● Job: Pull out every line in the rows below that contains the word "large" and copy each one in full. Case counts.

------ Provided data ------

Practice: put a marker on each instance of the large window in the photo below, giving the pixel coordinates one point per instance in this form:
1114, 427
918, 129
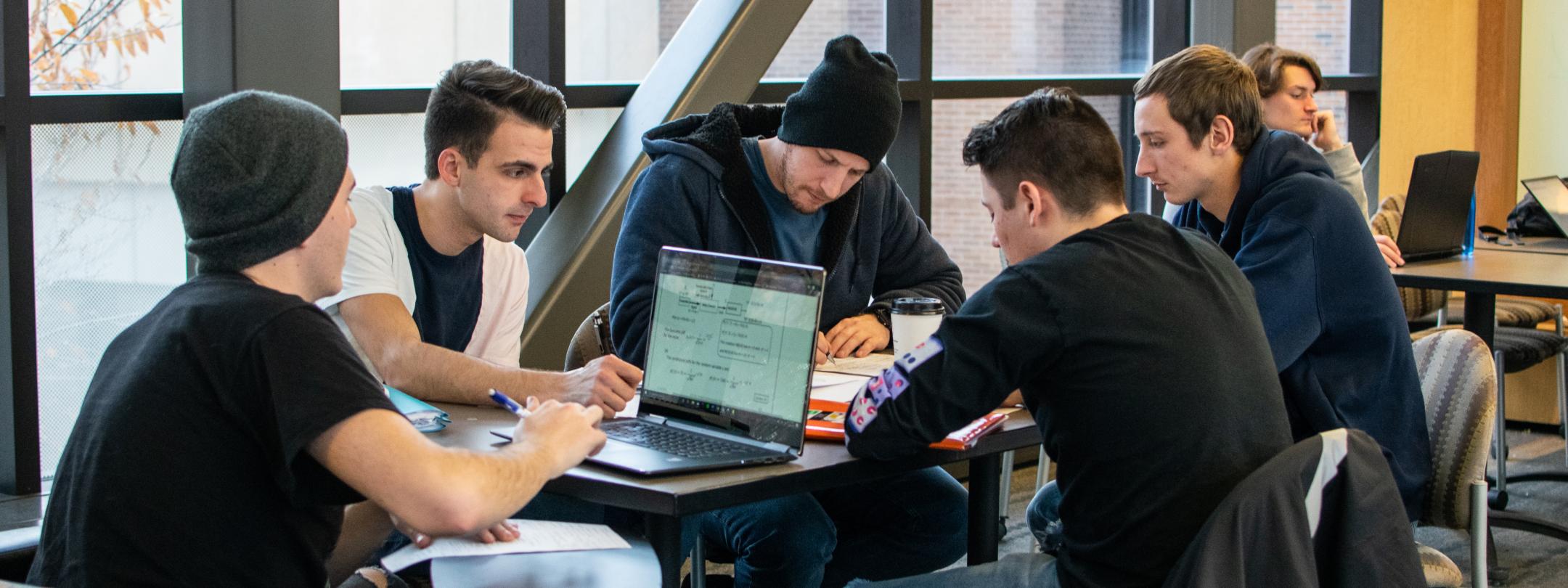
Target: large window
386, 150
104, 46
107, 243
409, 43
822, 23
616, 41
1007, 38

------
------ Provided data ------

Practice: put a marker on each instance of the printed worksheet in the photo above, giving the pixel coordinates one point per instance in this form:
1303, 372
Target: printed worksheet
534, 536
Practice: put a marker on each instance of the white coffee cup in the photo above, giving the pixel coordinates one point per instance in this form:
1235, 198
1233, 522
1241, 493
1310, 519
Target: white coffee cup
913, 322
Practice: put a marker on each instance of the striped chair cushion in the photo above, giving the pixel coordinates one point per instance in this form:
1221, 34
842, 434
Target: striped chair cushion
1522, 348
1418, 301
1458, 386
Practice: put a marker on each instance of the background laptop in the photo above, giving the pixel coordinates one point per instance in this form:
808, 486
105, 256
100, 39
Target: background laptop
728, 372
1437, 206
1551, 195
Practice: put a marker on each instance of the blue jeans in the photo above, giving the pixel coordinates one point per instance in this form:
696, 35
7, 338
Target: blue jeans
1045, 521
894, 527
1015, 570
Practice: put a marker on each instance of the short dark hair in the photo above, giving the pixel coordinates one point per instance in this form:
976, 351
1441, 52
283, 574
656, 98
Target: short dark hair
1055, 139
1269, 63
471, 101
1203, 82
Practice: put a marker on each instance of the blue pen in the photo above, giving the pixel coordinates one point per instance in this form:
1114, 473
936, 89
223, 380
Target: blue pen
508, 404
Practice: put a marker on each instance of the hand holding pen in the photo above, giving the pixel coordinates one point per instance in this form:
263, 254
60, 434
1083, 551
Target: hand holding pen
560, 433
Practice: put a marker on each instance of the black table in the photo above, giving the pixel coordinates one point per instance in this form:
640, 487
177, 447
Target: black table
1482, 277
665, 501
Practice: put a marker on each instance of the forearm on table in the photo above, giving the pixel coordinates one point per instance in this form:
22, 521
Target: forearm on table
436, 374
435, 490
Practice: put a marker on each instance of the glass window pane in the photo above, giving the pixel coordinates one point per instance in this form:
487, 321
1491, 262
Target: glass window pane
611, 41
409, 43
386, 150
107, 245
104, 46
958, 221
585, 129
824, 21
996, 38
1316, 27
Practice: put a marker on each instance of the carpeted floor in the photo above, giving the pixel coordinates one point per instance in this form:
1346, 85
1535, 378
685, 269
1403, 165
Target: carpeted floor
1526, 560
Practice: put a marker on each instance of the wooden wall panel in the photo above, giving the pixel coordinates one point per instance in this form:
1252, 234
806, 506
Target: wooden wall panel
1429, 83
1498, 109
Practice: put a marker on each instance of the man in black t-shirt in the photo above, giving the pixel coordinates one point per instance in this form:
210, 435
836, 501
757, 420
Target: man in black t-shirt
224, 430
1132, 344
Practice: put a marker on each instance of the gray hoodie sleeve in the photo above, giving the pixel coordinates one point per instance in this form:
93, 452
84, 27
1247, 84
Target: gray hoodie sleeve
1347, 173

------

● Written response:
Practice: put a marker on each instance of the large window in the photo below, giving the pixel coordinates one point per instance in this form:
Target: large window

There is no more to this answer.